Scale the listing from its beginning through the line containing "[489,91,521,116]", giving every line again, requests included. Multiply each bounding-box coordinate in the answers by 0.6 and round to whole numbers, with halves going up.

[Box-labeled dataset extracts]
** start **

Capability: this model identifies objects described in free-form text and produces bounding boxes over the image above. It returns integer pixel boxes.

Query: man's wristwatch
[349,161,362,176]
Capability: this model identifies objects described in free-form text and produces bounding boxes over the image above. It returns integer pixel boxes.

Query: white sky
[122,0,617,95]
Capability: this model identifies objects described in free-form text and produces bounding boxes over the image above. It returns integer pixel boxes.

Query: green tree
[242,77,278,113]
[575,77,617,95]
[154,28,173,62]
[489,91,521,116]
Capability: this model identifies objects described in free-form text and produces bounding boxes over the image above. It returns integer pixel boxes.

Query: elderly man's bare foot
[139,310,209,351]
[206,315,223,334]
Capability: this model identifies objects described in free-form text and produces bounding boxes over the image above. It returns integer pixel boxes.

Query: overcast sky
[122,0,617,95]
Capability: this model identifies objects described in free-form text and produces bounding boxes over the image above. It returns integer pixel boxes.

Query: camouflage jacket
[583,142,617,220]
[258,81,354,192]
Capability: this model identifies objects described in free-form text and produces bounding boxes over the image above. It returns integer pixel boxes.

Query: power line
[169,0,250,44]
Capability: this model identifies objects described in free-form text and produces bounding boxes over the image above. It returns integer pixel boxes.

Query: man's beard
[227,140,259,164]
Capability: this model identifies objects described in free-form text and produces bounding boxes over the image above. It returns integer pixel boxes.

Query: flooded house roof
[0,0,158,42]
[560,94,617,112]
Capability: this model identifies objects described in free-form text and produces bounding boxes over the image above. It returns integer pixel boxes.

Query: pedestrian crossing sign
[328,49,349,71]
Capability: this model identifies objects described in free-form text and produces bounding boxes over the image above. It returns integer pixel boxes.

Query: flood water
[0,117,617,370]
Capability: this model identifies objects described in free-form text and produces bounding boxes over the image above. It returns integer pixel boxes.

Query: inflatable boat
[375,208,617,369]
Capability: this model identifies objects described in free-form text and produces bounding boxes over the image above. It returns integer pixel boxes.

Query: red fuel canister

** end **

▶ [Completed task]
Capability: this model identifies objects described in free-form text and produces bounding boxes over the image above. It returns integer pixel boxes.

Query: man's wristwatch
[209,97,217,106]
Capability: this model identifies objects described in free-form text and produces bounding boxes over the image above. It returns integer pixel boxes.

Query: white sky
[73,0,370,57]
Capability: this model identifies objects described in free-form text and produces bounding boxes over the image above. It returns integer pixel boxes.

Query: green tree
[145,46,167,68]
[345,46,370,57]
[92,17,104,37]
[293,55,313,70]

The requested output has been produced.